──────── Приведённый текст

Через некоторое время они вернулись в Египет вместе с Вениамином. Увидев младшего брата после долгих лет разлуки, Иосиф так был взволнован, что поспешно удалился во внутреннюю комнату и плакал там.
«И умыв лице свое, — читаем в первой книге Моисея „Бытие“, — вышел, и скрепился и сказал: подавайте кушанье.
И подали ему особо, и им особо, и Египтянам, обедавшим с ним, особо, ибо Египтяне не могут есть с Евреями, потому что это мерзость для Египтян.
И сели они пред ним, первородный по первородству его, и младший по молодости его, и дивились эти люди друг пред другом.
И посылались им кушанья от него, и доля Вениамина была впятеро больше долей каждого из них. И пили, и довольно пили они с ним.
И приказал [Иосиф] начальнику дома своего, говоря: наполни мешки этих людей пищею, сколько они могут нести, и серебро каждого положи в отверстие мешка его, а чашу мою, чашу серебряную, положи в отверстие мешка к младшему вместе с серебром за купленный им хлеб. И сделал тот по слову Иосифа, которое сказал он.
Утром, когда рассвело, эти люди были отпущены, они и ослы их.
Еще не далеко отошли они от города, как Иосиф сказал начальнику дома своего: ступай, догоняй этих людей и, когда догонишь, скажи им: для чего вы заплатили злом за добро? [для чего украли у меня серебряную чашу?] Не та ли это, из которой пьет господин мой и гадает на ней? Худо это вы сделали.
Он догнал их и сказал им эти слова.
Они сказали ему: для чего господин наш говорит такие слова? Нет, рабы твои не сделают такого дела. Вот, серебро, найденное нами в отверстии мешков наших, мы обратно принесли тебе из земли Ханаанской: как же нам украсть из дома господина твоего серебро или золото? У кого из рабов твоих найдется [чаша], тому смерть, и мы будем рабами господину нашему.
Он сказал: хорошо; как вы сказали, так пусть и будет: у кого найдется [чаша]; тот будет мне рабом, а вы будете не виноваты.
Они поспешно спустили каждый свой мешок на землю и открыли каждый свой мешок.
Он обыскал, начал со старшего и окончил младшим; и нашлась чаша в мешке Вениаминовом…»
(Быт. 43, 31–34; 44, 1–12)
Самый драматичный момент библейского предания взялся изобразить Иванов: начальник дома Иосифова достает из мешка Вениамина серебряную чашу. Ужас и смятение, отчаяние и страх, безутешное горе и сознание своего бессилия охватывают братьев. Не могли не сознавать они, что, вернувшись к отцу без Вениамина, тем убьют его. Не могли они и подумать в ту минуту, что все случившееся было затеяно Иосифом с тем, чтобы найти повод задержать у себя Вениамина.

────────────────

> [Задания для выполнения]
1. Определите, соответствуют ли тексту об Иосифе и братьях утверждения (а), (б) и (в). Для каждого ответьте «да» или «нет» и приведите точную цитату из текста, которая это решает.
(а) Доля Вениамина за столом была втрое больше долей остальных братьев.
(б) Серебряную чашу положили в мешок младшего брата.
(в) Обыск мешков начали с младшего брата.
2. Какой момент предания взялся изобразить Иванов, согласно тексту об Иосифе и братьях?
3. Перепишите без изменений фрагмент текста об Иосифе и братьях от слов «Через некоторое время» до слов «сказал: подавайте кушанье.» включительно.

──────── Исходные данные

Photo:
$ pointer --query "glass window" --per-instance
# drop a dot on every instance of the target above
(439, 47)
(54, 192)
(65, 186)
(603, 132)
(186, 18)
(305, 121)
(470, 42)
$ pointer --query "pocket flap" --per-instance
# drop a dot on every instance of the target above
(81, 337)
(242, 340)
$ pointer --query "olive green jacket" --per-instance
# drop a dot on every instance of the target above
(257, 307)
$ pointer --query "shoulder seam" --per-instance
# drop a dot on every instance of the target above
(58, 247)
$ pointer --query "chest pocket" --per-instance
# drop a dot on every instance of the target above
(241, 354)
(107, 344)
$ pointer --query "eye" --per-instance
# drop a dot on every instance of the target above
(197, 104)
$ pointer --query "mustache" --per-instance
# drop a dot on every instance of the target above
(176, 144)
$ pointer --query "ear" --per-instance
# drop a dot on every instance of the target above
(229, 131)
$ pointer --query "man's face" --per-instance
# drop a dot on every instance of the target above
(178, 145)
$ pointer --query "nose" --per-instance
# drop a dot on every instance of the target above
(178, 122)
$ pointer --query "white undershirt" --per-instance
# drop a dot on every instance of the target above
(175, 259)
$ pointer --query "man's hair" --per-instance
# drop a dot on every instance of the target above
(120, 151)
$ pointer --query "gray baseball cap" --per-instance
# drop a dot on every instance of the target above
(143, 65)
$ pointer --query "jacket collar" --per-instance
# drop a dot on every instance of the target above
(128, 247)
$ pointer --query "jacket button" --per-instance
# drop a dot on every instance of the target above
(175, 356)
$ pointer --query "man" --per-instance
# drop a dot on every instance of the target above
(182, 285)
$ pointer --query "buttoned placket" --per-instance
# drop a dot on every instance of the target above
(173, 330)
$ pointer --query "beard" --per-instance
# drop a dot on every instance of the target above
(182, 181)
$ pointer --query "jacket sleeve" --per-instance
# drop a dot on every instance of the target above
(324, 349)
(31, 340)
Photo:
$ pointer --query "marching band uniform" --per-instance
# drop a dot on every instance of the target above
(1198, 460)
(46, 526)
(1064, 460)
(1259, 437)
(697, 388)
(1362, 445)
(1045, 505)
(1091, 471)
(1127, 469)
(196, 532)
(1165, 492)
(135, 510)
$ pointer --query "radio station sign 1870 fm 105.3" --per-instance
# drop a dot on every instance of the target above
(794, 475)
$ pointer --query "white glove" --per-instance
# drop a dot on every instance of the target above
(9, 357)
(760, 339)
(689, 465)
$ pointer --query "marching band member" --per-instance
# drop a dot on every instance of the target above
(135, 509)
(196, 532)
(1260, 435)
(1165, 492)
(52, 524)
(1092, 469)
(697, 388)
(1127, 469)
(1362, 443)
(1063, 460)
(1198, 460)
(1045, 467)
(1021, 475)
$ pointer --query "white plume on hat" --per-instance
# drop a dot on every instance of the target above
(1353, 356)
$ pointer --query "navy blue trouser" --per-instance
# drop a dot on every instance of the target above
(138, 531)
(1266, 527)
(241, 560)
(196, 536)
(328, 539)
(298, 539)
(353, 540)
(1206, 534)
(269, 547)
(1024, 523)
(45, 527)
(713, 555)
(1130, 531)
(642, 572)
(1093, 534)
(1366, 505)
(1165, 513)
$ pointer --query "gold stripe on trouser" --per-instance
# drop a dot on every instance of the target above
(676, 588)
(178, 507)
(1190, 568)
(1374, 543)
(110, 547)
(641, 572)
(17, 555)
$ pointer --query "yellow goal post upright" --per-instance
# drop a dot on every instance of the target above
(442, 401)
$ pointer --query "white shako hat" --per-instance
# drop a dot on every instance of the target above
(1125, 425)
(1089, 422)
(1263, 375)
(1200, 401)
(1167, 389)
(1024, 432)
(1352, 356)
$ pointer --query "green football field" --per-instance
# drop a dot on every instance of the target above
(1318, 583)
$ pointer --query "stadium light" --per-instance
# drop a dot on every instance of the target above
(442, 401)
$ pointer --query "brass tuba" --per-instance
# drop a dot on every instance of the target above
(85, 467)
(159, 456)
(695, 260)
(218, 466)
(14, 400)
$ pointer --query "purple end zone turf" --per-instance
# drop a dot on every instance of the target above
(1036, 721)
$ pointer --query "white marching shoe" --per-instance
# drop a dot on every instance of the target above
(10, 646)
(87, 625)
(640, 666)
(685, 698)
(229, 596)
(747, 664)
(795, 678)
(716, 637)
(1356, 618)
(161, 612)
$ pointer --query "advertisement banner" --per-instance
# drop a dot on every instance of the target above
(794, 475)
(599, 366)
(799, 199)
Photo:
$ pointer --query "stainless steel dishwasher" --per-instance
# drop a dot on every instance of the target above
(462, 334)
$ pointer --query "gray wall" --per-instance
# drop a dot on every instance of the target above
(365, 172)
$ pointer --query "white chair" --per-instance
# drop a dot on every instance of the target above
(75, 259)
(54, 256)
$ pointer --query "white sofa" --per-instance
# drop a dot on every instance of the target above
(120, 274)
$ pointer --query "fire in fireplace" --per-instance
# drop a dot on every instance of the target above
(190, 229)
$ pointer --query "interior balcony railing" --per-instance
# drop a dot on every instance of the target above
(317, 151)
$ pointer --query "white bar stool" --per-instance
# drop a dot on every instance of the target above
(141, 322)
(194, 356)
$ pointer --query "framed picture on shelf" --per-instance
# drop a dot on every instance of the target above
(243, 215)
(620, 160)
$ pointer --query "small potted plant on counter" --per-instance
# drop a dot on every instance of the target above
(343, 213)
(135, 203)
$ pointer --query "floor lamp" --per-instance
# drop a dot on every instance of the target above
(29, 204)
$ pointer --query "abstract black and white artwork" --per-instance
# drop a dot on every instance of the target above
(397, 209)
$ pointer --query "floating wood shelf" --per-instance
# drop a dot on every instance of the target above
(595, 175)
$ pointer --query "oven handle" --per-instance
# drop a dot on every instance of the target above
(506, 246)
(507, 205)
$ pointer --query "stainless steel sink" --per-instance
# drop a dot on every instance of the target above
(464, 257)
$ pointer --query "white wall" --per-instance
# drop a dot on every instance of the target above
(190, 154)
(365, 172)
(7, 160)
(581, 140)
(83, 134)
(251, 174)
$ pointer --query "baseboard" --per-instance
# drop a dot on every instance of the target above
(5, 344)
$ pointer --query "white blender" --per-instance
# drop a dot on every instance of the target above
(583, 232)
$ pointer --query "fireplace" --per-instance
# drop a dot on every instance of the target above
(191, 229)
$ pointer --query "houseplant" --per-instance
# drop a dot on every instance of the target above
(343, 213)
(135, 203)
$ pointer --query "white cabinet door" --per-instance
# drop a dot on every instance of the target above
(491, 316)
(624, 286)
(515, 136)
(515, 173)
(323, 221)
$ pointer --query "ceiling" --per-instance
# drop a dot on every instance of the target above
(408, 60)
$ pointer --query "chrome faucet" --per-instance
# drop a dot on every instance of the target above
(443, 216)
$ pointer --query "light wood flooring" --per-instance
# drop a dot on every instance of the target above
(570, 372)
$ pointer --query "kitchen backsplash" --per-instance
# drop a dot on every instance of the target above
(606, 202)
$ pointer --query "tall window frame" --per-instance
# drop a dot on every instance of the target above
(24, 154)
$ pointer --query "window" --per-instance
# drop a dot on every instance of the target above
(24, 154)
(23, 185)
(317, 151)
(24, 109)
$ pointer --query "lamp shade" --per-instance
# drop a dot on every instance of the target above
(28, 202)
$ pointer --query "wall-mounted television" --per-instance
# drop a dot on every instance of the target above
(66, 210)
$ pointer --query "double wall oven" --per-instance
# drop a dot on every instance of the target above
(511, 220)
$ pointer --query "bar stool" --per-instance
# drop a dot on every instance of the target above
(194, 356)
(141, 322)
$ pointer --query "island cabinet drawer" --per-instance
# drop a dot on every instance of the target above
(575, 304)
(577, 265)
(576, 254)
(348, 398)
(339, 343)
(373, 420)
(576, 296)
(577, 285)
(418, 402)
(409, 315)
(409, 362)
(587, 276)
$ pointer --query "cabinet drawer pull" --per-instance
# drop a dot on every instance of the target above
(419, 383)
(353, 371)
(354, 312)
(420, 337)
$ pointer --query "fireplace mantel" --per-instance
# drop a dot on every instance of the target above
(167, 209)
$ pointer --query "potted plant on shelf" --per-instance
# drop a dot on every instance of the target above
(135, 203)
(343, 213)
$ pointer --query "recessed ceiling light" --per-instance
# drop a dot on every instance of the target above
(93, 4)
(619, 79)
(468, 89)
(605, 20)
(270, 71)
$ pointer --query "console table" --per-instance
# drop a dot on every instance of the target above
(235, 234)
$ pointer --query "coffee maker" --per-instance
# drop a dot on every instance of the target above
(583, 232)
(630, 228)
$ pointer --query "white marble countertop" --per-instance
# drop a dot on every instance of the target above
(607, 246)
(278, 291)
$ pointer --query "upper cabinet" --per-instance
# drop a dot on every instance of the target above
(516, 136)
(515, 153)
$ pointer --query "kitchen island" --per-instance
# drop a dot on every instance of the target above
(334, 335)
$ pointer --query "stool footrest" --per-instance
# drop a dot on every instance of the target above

────────────────

> [Ответы]
1.
(а) Нет: «доля Вениамина была впятеро больше долей каждого из них».
(б) Да: «чашу серебряную, положи в отверстие мешка к младшему».
(в) Нет: «начал со старшего и окончил младшим».

2. Момент, когда начальник дома Иосифова достаёт из мешка Вениамина серебряную чашу.

3.
Через некоторое время они вернулись в Египет вместе с Вениамином. Увидев младшего брата после долгих лет разлуки, Иосиф так был взволнован, что поспешно удалился во внутреннюю комнату и плакал там.
«И умыв лице свое, — читаем в первой книге Моисея „Бытие“, — вышел, и скрепился и сказал: подавайте кушанье.